**Problema planteado A:**
Según el fragmento del documento, ¿quién cerró los turnos de ponencias del Congreso Internacional de Liturgia de Barcelona?

Un congreso de liturgia previsible… lamentablemente (y III)


El cardenal Godfried Danneels, arzobispo de Malinas-Bruselas, cerró con su intervención los turnos de ponencias del Congreso Internacional de Liturgia de Barcelona. La prensa lo ha presentado como aperturista y ha destacado “su impecable trayectoria de compromiso doctrinal y pastoral a favor del aggiornamento del concilio Vaticano II”. Dados los antecedentes de franca hostilidad hacia sus fieles diocesanos de sensibilidad tradicional (para quienes no ha habido de su parte esa comprensión que pedía el papa Juan Pablo II que se les dispensara), es necesario matizar –y mucho– ese “aperturismo” del primado belga, tan acogedor, sin embargo para los ajenos a la Iglesia de la que es pastor y pontífice. También hay que precisar en qué consiste su compromiso doctrinal y pastoral conciliar, ya que las cosas que sostuvo en su intervención hacen pensar que se adscribe a la línea de la hermenéutica de la ruptura.

**Material proporcionado:**
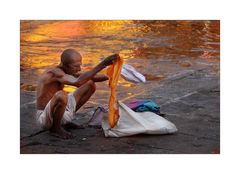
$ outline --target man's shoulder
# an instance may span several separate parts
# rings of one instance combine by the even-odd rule
[[[62,69],[60,69],[59,67],[55,67],[55,68],[52,68],[50,70],[47,71],[48,74],[51,74],[53,75],[54,77],[62,77],[64,76],[64,71]]]

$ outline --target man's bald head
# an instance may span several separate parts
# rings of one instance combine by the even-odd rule
[[[74,49],[66,49],[61,54],[61,63],[62,65],[68,65],[76,59],[81,59],[82,56]]]

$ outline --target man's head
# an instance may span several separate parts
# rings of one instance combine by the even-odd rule
[[[82,56],[74,49],[66,49],[61,55],[61,67],[65,73],[75,75],[81,71]]]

**Problema planteado B:**
Edita las filas comenzando en la que contiene "--target man's head" y terminando en la última fila: sustituye "several" por "multiple" y deja todo lo demás sin cambios.

**Resultado obtenido A:**
El cardenal Godfried Danneels, arzobispo de Malinas-Bruselas.

**Resultado obtenido B:**
$ outline --target man's head
# an instance may span multiple separate parts
# rings of one instance combine by the even-odd rule
[[[82,56],[74,49],[66,49],[61,55],[61,67],[65,73],[75,75],[81,71]]]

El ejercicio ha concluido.